Source records:
======

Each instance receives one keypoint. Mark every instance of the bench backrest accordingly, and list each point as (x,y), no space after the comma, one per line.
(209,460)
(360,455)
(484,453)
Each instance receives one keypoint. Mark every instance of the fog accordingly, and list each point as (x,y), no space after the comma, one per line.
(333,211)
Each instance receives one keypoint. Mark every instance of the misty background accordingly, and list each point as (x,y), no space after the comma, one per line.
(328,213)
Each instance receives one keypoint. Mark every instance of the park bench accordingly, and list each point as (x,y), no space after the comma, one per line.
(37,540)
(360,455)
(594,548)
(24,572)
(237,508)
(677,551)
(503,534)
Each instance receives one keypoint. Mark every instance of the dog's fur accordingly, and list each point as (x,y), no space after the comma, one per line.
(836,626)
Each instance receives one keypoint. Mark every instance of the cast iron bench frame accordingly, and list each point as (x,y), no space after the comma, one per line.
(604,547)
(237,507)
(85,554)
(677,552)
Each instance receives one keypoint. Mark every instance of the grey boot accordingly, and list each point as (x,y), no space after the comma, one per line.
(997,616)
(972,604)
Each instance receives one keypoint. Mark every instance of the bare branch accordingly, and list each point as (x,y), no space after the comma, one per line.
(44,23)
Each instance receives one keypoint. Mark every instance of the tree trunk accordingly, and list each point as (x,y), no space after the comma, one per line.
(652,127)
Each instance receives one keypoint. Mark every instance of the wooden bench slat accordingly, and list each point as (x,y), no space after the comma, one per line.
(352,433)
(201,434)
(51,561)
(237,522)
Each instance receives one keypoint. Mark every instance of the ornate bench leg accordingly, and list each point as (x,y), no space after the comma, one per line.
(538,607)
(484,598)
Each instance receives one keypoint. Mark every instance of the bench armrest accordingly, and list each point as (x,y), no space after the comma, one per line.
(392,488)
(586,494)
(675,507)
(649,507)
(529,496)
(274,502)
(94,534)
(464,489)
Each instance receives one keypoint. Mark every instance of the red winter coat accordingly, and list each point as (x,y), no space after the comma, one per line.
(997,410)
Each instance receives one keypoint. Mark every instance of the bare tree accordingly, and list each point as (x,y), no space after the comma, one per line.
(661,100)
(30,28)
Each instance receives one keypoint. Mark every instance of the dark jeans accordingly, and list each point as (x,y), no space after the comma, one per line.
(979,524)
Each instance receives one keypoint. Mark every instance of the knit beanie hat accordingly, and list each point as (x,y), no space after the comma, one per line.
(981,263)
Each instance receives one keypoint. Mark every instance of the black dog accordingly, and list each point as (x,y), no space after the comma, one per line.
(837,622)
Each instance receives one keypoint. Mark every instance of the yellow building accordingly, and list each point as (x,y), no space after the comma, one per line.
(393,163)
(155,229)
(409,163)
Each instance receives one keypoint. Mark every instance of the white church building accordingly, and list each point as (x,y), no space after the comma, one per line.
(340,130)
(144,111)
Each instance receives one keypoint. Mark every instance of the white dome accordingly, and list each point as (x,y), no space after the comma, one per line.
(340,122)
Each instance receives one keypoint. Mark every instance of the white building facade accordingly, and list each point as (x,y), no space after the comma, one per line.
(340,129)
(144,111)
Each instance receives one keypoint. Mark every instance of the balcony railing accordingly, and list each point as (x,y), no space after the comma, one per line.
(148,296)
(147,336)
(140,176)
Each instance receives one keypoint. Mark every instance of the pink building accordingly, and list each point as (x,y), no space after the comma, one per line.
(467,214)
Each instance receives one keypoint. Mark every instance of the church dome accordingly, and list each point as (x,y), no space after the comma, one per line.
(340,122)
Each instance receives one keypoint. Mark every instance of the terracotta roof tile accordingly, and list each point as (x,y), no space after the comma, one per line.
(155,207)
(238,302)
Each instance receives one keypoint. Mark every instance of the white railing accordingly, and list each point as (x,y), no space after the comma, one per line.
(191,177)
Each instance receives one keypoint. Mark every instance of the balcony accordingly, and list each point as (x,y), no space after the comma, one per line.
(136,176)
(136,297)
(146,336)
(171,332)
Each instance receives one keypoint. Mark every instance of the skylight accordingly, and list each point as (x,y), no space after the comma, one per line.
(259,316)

======

** Task requirements **
Line by line, set the records above down again exactly.

** Exercise solution **
Each instance receives one keypoint. Mark every instance of the bench backrest accordingly, and list each point as (x,y), no space after the comma, one per line.
(209,460)
(360,455)
(484,453)
Each instance receives one keypoint. Mark every instance of the fog accordingly, and list each point as (x,y), no space after the comma, one per line.
(333,211)
Each instance receives one keypoint. Mark every instance of the misty background accordingly, and list each point as (x,y), no space after the comma, one per line.
(328,213)
Each instance receives one keypoint. Mark every instance of the park bench accordingly, and list each point as (x,y), no space after the comma, one per line.
(37,540)
(360,455)
(594,548)
(24,572)
(237,508)
(677,551)
(503,534)
Each instance receives one keypoint. Mark every instance of the dog's fur accordingly, and list each point as (x,y), no space after the comma, one per line.
(836,626)
Each instance receives one keypoint. Mark every instance of the cast iron bench frame accordingly, and list each point as (x,y), no space after the comma, one per line.
(604,547)
(237,507)
(85,554)
(677,552)
Each instance receives one keypoint. Mark every instance of the grey boot accordingly, and list each point as (x,y), no space after the comma, one per line.
(997,616)
(972,604)
Each instance receives one keypoint. Mark every instance of the bare branch accordingly, and list each point as (x,y), no space after the comma, one per line.
(44,23)
Each instance receives one keypoint. Mark every instance of the tree trunk accordingly, and list each point as (x,y), no space after the comma, one per line.
(652,127)
Each instance receives one keypoint. Mark every instance of the wooden bench slat accordingly, and list each point as (x,y), no space after the comma, one per line.
(352,433)
(201,434)
(51,561)
(237,522)
Each instance receives one keypoint. Mark every instance of the ornate bench leg accordingly, and list each point as (x,y), no space after the comma, one per line.
(538,607)
(484,598)
Each instance receives one keypoint. Mark every instance of the bench armrest accordingly, and list each point as (x,y), no space after the comma, one per line.
(392,488)
(586,494)
(675,507)
(649,507)
(529,496)
(274,502)
(94,534)
(464,489)
Each instance receives one keypoint. Mark every instance of the red winter coat accordingly, and list each point as (x,y), no space after the comma, one per line.
(997,410)
Each instance receives one keypoint. Mark every instance of the bare tree accordingly, and list each point as (x,y), no space after the comma, one per line.
(661,100)
(30,28)
Each instance receives one keypoint. Mark every instance of the dark jeans accordingly, and list each point as (x,y), no space after the comma, one per line.
(979,524)
Each instance receives one keypoint. Mark every instance of the knit beanie hat accordingly, and list each point as (x,y), no space after the comma, one per line.
(981,263)
Each instance receives one keypoint. Mark every instance of the black dog accordingly, and list each point as (x,y), no space after the comma, one per line.
(837,622)
Each instance receives one keypoint. Mark every instance of the yellow building accordingly, and list each point as (x,y), no space after the comma, one per line.
(393,163)
(155,229)
(409,163)
Each instance receives one keypoint. Mark every instance of the white church building accordingly, and list each point as (x,y), no space after the comma, one per line.
(340,130)
(144,111)
Each instance receives one keypoint. Mark every instance of the white dome accordingly, and list each point as (x,y), no space after the comma, one per line.
(340,122)
Each instance receives one keypoint. Mark every instance of the white building facade accordingly, and list each point as (x,y), no space after the comma, one per line.
(340,129)
(144,111)
Each instance receives one keypoint. Mark every instance of the balcony railing accordingly, and list each point as (x,y), no space after the comma, one per line.
(148,296)
(147,336)
(140,176)
Each instance receives one keypoint. Mark every instance of the pink building accordingly, and list each point as (x,y), no space after the comma, one per line.
(467,214)
Each instance receives one keypoint. Mark every instance of the church dome accordingly, and list each point as (x,y), no space after the comma, one per line.
(340,122)
Each instance receives one keypoint. Mark every instance of the terracotta roof tile accordingly, and list each point as (x,y), no space after the comma, one per line.
(155,207)
(238,302)
Each instance receives one keypoint. Mark every instance of the white railing accordingly, and list each point as (x,y), no space after the comma, one per line.
(191,177)
Each instance receives one keypoint. Mark every instance of the balcony accordingly, and list each point as (x,y), no space after the comma, one per line.
(136,176)
(136,297)
(146,336)
(171,332)
Each instance receives one keypoint. Mark every instance of the skylight accordingly, and list each point as (x,y), no space after the comma, one per line.
(259,316)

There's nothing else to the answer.